任务说明 1 » 这篇 Django ORM 源码分析文章的目录树中，backends 目录下有哪些不带 .py 后缀的子项？请全部列出。

文章节选 »
• • •

Django源码分析--ORM

这部分标题比较大,按照之前的分析方法肯定会比较复杂且不够系统,所以从另一个角度出发,我们通过对几个关键问题的追溯来帮助我们了解整个Django ORM的设计思想:

  • Django ORM如何做到多数据库支持的;
  • Django ORM中的objects是什么;
  • Filter方法的查询流程;

1、准备工作

  • Python 3.5.2
  • Django 2.1.2
  • PyCharm 2018.2.1 (Professional Edition)
  • 启动项目
[min:] ~/Desktop/python/Demo$ python manage.py runserver 0.0.0.0:8000

2、分析流程

现在我们开始根据上述提到的问题进行逐个的分析。

2.1、Django ORM如何做到多数据库支持的

2.1.1、 Django db source tree
├── __init__.py
├── backends
│   ├── __init__.py
│   ├── base
│   ├── ddl_references.py
│   ├── dummy
│   ├── mysql
│   ├── oracle
│   ├── postgresql
│   ├── postgresql_psycopg2
│   ├── signals.py
│   ├── sqlite3
│   └── utils.py
├── migrations
│   ├── __init__.py
│   ├── ........
│   └── writer.py
├── models
│   ├── __init__.py
│   ├── ........
│   └── utils.py
├── transaction.py
└── utils.py

按照科学的推断,如果要做到多数据库的支持,一般的结构肯定是有一个Wrapper保证对外的接口一致,然后在这个Wrapper中,负责加载不同的数据库类型,执行相应的方法。而Django db的源码也和我们的猜想差不多,将后端的集中到backends中,在此结构下差异化不同的数据库;

2.1.2、具体的差异化加载流程

以Django服务启动时的数据库连接检查为例:

  1. 在Django源码分析一:服务启动一文中,我们有分析过Django服务的启动流程,在这个过程中间也包含了对数据库连接的检查,具体路径如下:django.core.management.base.BaseCommand#check_migrations,在这个方法中,引用了django.db.connections:

    from django.db import DEFAULT_DB_ALIAS, connections  # 调用ConnectionHandler的__init__方法
     #.............省略...............
    def check_migrations(self):
        """
        Print a warning if the set of migrations on disk don't match the
        migrations in the database.
        """
        from django.db.migrations.executor import MigrationExecutor
        try:
               # python的魔术方法,调用到ConnectionHandler的__getitem__方法
            executor = MigrationExecutor(connections[DEFAULT_DB_ALIAS])
        except ImproperlyConfigured:
            # No databases are configured (or the dummy one)
            return   
    
  2. 我们发现connections = ConnectionHandler(),查看ConnectionHandler类:

    class ConnectionHandler:
        def __init__(self, databases=None):
            """
            databases is an optional dictionary of database definitions (structured
            like settings.DATABASES).
            """

• • •

任务说明 2 » 请找出下列记录中所有含有字符串“metal”的行，并逐行照原样给出。

• • •

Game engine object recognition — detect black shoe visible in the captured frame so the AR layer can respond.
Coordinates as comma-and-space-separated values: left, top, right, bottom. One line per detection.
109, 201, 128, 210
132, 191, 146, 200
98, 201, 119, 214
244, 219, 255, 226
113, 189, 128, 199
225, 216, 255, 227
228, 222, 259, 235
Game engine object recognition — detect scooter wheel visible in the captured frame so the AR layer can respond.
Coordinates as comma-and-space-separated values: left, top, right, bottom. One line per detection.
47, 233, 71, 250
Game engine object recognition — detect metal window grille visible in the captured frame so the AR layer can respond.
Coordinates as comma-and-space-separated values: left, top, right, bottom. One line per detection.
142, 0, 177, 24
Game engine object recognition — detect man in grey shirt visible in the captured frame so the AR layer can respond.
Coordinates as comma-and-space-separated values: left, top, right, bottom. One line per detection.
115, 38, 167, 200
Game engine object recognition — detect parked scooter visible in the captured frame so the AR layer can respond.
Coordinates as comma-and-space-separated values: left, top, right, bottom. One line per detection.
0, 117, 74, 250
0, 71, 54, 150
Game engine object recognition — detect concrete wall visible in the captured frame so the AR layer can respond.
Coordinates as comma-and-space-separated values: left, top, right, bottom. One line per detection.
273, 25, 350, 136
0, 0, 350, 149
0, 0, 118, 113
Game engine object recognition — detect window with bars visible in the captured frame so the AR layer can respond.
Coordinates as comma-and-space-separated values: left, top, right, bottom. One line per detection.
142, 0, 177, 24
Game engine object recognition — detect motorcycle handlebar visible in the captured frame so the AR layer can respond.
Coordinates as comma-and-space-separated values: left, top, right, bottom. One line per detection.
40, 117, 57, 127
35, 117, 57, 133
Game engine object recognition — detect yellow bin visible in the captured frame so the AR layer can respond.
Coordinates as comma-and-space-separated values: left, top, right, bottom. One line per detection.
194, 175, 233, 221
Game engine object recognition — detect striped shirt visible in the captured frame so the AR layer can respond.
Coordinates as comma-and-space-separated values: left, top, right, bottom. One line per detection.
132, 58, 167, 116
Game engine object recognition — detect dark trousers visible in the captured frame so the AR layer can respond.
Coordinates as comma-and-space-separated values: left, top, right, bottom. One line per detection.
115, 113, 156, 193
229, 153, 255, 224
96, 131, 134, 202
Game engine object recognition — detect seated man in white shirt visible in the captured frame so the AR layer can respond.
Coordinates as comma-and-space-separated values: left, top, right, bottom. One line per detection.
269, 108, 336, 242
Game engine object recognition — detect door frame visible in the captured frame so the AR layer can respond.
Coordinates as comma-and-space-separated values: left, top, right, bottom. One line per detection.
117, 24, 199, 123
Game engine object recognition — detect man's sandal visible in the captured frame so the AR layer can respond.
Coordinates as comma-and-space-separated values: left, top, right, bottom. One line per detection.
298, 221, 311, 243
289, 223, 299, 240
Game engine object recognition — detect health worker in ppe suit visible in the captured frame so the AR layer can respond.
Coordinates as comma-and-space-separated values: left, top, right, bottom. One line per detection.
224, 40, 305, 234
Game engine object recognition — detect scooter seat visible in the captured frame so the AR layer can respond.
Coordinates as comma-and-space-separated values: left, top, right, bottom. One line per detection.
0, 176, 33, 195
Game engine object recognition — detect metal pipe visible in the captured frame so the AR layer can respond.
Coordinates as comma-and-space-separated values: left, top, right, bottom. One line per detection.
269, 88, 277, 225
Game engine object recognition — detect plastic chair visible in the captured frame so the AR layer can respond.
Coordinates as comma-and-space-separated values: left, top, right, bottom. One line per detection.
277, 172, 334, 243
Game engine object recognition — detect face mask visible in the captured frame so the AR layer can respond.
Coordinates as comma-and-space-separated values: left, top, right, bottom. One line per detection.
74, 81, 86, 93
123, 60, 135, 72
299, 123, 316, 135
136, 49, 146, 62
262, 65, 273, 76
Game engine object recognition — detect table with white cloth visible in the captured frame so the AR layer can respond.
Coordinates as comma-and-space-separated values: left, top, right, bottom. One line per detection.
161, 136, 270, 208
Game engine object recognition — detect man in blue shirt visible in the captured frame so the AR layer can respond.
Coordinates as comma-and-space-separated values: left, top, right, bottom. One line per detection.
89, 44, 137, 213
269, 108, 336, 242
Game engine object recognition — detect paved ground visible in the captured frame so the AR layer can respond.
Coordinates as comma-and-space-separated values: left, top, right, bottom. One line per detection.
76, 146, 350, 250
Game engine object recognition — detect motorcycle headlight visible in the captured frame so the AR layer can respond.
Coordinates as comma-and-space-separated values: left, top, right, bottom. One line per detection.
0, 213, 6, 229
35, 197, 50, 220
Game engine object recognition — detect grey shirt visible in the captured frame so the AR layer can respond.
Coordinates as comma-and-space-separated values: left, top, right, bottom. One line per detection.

• • •

任务答案 1 » base、dummy、mysql、oracle、postgresql、postgresql_psycopg2、sqlite3

任务答案 2 »
Game engine object recognition — detect metal window grille visible in the captured frame so the AR layer can respond.
Game engine object recognition — detect metal pipe visible in the captured frame so the AR layer can respond.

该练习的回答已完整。